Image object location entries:
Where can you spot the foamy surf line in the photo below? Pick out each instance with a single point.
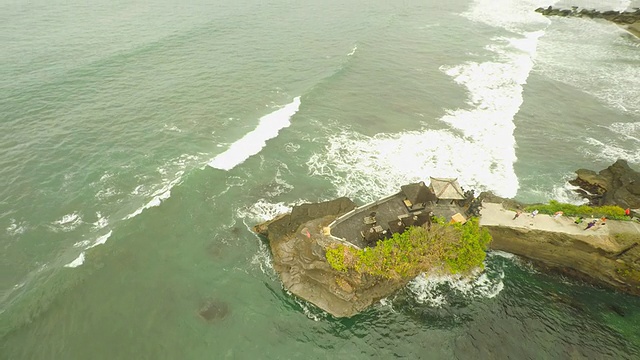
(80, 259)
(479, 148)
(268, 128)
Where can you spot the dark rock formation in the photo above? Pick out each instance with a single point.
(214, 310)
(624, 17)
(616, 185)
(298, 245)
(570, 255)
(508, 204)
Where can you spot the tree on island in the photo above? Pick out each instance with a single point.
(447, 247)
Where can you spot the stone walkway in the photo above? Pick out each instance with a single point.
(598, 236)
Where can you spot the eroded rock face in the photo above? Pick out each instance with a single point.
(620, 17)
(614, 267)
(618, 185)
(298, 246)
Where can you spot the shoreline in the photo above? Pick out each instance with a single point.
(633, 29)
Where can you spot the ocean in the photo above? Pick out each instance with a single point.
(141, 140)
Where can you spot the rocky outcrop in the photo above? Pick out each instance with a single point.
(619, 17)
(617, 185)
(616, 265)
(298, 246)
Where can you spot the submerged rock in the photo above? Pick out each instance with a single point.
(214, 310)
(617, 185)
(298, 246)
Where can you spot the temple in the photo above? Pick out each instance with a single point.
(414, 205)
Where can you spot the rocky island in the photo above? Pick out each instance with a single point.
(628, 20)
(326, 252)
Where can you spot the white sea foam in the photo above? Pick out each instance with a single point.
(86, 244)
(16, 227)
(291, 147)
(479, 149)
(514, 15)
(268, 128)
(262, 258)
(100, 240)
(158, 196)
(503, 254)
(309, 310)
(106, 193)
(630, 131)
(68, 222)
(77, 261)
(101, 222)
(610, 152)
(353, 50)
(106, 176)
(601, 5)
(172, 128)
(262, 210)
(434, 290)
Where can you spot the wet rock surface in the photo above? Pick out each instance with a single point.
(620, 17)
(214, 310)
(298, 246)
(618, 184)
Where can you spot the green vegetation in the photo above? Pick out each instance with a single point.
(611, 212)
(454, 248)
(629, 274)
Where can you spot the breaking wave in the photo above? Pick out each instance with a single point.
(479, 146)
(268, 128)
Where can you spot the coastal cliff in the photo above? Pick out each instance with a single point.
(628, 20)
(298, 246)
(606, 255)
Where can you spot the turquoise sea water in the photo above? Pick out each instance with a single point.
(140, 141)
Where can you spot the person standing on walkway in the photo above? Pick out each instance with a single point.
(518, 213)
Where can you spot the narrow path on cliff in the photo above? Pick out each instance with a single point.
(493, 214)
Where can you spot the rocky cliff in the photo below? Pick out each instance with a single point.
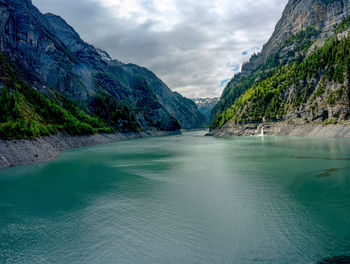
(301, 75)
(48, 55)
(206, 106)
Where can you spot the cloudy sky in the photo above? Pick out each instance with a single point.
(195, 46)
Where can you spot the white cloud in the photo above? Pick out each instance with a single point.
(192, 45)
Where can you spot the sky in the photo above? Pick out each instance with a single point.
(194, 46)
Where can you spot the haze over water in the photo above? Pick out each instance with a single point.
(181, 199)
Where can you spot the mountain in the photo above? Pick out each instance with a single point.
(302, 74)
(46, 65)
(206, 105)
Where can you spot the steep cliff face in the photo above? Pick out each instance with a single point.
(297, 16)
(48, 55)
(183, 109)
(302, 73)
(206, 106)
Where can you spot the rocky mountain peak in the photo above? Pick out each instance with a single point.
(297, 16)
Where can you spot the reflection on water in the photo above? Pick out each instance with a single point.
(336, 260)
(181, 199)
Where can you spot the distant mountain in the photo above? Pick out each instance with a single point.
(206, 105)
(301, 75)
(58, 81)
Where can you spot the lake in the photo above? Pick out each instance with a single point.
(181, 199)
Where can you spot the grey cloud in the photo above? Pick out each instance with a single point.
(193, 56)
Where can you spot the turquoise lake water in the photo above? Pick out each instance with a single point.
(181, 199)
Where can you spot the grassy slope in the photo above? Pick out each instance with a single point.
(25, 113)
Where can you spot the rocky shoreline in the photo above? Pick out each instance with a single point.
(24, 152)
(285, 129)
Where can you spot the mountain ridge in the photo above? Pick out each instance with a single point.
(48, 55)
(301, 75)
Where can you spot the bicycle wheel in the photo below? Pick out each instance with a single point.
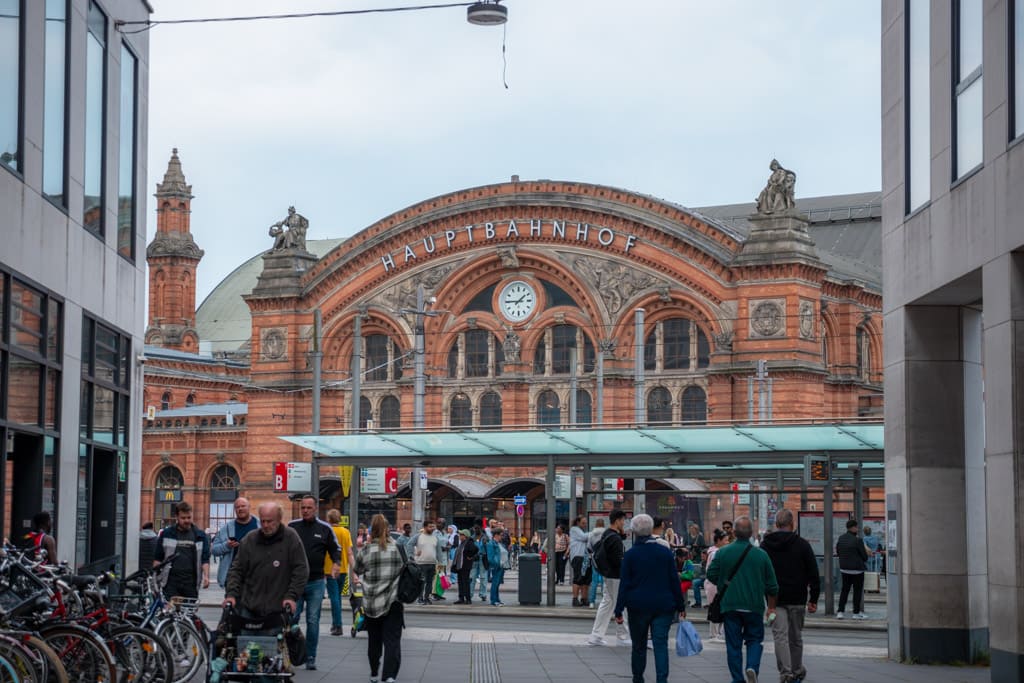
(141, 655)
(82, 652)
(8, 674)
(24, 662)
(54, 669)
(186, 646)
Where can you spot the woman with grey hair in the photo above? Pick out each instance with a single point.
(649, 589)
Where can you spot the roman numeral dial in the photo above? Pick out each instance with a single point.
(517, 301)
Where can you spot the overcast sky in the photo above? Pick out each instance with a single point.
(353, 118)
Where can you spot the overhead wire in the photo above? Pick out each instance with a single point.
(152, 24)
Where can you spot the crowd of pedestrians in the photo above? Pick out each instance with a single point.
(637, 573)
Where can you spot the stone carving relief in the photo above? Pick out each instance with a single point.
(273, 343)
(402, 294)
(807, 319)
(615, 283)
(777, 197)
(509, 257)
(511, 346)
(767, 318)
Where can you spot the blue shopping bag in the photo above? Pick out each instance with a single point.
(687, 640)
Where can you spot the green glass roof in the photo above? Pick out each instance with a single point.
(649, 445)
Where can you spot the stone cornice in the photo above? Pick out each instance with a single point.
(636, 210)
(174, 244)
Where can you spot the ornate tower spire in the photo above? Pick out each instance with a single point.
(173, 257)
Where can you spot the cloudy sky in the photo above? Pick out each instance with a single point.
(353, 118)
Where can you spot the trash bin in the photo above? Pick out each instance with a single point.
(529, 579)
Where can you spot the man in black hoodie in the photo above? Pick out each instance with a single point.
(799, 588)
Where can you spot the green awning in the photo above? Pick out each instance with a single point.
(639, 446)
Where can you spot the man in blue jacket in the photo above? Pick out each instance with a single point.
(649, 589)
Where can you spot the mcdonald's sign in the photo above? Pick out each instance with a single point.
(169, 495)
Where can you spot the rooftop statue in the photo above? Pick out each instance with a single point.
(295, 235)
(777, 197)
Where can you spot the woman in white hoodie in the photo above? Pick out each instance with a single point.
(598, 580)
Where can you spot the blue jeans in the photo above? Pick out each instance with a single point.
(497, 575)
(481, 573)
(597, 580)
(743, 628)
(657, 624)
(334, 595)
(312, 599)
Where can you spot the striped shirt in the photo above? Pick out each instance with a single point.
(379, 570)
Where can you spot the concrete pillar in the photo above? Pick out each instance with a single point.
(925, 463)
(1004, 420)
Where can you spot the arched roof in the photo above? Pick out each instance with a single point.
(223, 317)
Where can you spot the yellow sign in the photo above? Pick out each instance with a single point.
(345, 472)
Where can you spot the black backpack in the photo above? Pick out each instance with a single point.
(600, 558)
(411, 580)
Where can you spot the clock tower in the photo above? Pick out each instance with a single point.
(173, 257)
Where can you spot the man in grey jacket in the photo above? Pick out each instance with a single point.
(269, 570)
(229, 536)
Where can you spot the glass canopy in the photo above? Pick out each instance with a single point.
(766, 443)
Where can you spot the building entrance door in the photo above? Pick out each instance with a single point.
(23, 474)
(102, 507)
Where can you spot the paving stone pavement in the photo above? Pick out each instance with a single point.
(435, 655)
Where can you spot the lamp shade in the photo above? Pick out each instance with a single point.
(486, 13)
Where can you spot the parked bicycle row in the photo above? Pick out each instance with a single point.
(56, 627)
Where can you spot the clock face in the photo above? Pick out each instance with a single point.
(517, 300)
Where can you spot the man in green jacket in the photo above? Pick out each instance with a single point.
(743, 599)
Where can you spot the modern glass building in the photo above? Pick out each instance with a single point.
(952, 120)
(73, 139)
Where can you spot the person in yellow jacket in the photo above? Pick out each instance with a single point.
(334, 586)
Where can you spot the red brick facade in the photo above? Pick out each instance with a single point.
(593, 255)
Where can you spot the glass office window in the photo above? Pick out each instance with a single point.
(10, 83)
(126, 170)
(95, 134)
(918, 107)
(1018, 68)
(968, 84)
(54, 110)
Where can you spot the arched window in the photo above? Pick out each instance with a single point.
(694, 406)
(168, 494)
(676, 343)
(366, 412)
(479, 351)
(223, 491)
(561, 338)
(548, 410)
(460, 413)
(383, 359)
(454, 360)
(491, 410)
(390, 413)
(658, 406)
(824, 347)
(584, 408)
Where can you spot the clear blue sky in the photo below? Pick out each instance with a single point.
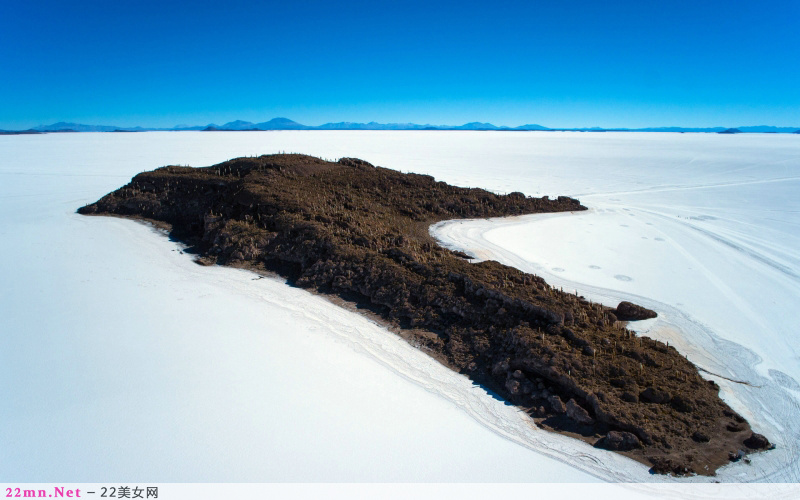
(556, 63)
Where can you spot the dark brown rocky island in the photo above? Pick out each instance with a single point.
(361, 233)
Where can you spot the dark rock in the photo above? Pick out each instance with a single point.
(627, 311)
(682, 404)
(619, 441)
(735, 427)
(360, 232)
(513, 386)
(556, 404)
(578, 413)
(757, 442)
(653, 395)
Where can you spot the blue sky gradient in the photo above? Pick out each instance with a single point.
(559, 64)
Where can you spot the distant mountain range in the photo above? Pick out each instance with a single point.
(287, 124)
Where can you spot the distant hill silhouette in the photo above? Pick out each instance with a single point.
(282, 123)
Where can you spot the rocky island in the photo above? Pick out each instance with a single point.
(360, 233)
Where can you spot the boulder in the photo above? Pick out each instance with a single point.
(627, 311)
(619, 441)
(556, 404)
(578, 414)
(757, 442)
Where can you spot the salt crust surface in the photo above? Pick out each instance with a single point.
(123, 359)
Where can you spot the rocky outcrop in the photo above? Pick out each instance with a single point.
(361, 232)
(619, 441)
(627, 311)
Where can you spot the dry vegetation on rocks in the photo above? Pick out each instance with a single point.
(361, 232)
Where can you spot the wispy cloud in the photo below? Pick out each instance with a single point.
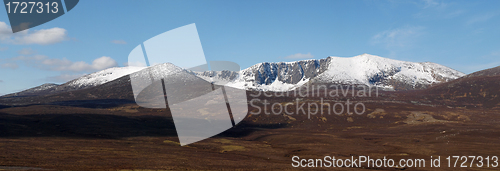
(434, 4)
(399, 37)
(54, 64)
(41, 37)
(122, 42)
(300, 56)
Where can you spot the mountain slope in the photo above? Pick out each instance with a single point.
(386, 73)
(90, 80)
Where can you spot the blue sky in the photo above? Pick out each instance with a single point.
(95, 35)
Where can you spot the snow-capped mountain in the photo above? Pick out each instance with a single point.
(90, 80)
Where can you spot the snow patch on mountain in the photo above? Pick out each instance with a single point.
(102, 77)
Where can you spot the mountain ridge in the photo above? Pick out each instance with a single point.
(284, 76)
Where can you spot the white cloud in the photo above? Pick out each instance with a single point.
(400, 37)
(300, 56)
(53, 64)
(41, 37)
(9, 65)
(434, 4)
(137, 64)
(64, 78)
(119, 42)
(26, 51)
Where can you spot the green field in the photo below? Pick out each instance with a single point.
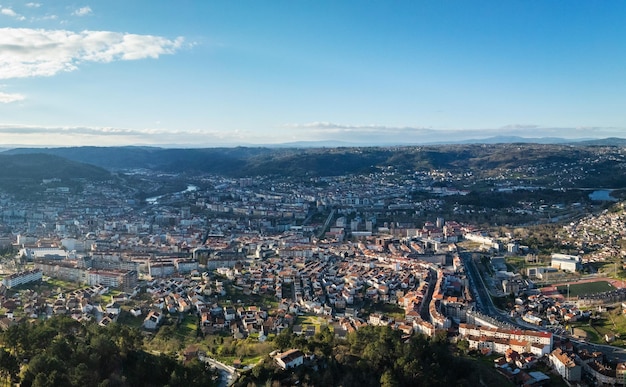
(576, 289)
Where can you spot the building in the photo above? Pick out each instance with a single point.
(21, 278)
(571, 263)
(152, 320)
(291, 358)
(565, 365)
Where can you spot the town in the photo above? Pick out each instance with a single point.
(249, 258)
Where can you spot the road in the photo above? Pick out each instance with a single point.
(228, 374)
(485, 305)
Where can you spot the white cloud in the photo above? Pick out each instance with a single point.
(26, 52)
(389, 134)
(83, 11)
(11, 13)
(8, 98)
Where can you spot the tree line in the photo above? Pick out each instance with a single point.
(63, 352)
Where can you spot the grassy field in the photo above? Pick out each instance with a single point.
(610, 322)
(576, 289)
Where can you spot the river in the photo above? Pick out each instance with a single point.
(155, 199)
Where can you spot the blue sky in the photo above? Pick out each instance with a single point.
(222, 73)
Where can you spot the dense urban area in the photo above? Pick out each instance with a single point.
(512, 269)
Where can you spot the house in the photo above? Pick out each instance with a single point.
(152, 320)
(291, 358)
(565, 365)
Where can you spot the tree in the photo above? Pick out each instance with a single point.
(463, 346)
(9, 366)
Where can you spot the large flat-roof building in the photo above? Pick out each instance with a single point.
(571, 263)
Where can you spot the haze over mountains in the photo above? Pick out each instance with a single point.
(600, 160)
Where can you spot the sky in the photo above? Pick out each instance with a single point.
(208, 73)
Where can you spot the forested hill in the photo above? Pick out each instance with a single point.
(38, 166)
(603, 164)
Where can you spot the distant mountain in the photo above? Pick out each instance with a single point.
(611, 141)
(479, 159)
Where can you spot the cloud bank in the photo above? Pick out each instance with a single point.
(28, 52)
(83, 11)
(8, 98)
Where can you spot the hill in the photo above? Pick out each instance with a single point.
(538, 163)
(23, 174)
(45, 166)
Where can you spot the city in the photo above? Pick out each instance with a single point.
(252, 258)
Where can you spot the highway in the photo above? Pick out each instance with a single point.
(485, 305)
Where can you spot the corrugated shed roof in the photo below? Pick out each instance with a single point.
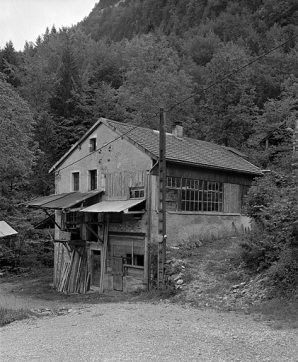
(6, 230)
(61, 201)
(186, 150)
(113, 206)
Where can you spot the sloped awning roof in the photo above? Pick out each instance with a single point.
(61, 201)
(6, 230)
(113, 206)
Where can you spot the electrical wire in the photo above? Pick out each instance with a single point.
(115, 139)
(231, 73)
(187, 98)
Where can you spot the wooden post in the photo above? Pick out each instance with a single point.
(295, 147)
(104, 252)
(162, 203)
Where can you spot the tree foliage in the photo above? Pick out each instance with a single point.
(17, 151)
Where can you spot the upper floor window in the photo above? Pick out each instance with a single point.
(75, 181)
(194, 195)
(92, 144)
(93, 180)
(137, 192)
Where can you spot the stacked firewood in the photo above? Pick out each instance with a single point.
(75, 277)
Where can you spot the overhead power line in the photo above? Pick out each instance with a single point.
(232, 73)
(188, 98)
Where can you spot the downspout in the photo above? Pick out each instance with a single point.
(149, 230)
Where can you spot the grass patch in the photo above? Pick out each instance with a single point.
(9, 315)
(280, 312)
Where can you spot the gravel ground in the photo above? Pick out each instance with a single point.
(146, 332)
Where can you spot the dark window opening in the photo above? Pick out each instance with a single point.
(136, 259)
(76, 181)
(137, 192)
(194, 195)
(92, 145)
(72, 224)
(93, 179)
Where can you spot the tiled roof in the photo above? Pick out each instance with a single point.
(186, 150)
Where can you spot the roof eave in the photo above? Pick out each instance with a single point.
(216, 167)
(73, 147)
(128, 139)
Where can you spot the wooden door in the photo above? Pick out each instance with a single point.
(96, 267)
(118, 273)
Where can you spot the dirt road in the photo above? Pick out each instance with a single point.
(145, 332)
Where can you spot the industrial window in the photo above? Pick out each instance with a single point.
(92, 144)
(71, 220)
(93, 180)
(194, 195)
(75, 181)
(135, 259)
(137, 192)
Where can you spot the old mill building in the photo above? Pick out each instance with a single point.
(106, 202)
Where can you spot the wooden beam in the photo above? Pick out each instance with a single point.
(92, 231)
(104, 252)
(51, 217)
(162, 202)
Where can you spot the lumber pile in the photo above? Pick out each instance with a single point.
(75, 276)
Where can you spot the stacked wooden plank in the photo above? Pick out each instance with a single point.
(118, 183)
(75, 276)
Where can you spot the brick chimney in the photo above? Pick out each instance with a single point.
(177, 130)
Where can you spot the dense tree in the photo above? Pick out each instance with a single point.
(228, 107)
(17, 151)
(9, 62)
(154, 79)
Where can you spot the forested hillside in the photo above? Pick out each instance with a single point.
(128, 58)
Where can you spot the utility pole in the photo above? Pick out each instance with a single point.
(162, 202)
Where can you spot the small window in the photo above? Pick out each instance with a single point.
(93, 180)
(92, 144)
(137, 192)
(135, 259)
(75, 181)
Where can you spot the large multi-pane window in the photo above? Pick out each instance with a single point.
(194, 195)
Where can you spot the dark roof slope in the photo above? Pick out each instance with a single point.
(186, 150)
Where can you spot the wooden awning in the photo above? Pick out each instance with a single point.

**What you have to do**
Starting at the line that contains "Where can you spot the industrial", print every line through the end of the listing, word for word. Leave out all the rest.

**Result of the task**
Where can you spot the industrial window in the photo above? Pick out each instance with a single point.
(92, 144)
(71, 220)
(93, 180)
(194, 195)
(75, 181)
(135, 259)
(137, 192)
Where can you spot the old mill building in the photo above? Pick out each instance with a single point.
(106, 202)
Where can you spot the wooden beam in the photo above? Pick out each instance with a single point.
(92, 231)
(104, 252)
(51, 217)
(162, 202)
Where can you spot the lumber pile in the photo above? Pick out each instance with a single point.
(75, 276)
Where can you spot the stacked wooden plank in the photo above? Pick out each instance with a single point.
(118, 183)
(75, 276)
Where can you spot the brick chimney in the photo above? Pick out each instance with a single point.
(177, 130)
Where can you spot the dense tree in the photo above? Pick out each instance with a single point.
(228, 107)
(17, 151)
(9, 62)
(154, 79)
Where can you spot the forested hillside in the photo above? Pick out each instance with a single point.
(128, 58)
Where can you spot the utility pole in the photo above? Pick out each instance with a single point.
(162, 202)
Where can you spot the small window in the photo above? Pick out each instance with a single point.
(93, 180)
(92, 144)
(137, 192)
(135, 259)
(75, 181)
Where can you spot the large multi-pane window in the photo above? Pick out each instance with a single point.
(194, 195)
Where can you spot the dark roof slope in the photo above? Pick out each instance with a single point.
(186, 150)
Where can you spot the wooden awning in the photo above? Pick out each instance with a single point.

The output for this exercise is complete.